++++ TASK DATA

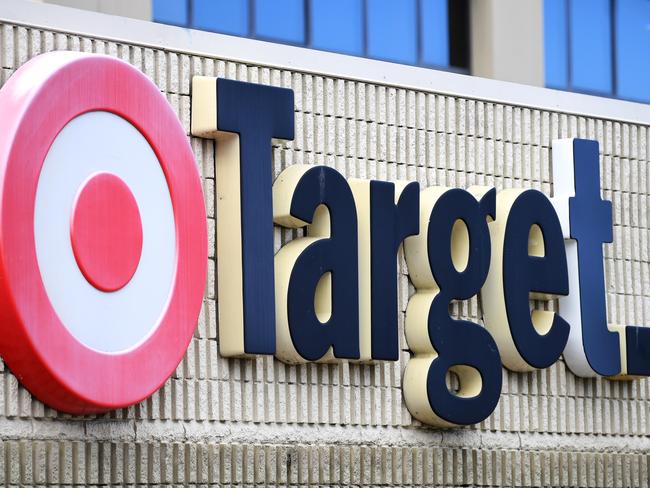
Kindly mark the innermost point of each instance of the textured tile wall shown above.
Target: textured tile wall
(260, 421)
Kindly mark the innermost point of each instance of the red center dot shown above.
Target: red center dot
(106, 232)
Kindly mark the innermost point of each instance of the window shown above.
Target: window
(432, 33)
(591, 45)
(434, 26)
(281, 20)
(633, 49)
(337, 25)
(598, 46)
(227, 16)
(392, 30)
(173, 12)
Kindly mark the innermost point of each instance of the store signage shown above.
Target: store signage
(103, 245)
(103, 251)
(331, 294)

++++++++

## DIRECTIONS
Rewrite the records above with "innermost point" replaced everywhere by "central point" and every other line left unchanged. Leave the pictures out of your answer.

## ANSWER TO THE TASK
Kindly mark the central point of each instance of the textured tile wall shown above.
Target: textured tile wall
(260, 421)
Kindly mark the central point of each instance of the red center dot shown above.
Target: red center dot
(106, 232)
Kindly mark the central point of each instance of the window shown above.
Target: window
(432, 33)
(591, 45)
(434, 26)
(281, 20)
(633, 49)
(337, 25)
(598, 46)
(227, 16)
(392, 30)
(173, 12)
Kindly mark the central point of each instance of the store signage shown above.
Target: store signage
(103, 245)
(103, 251)
(331, 294)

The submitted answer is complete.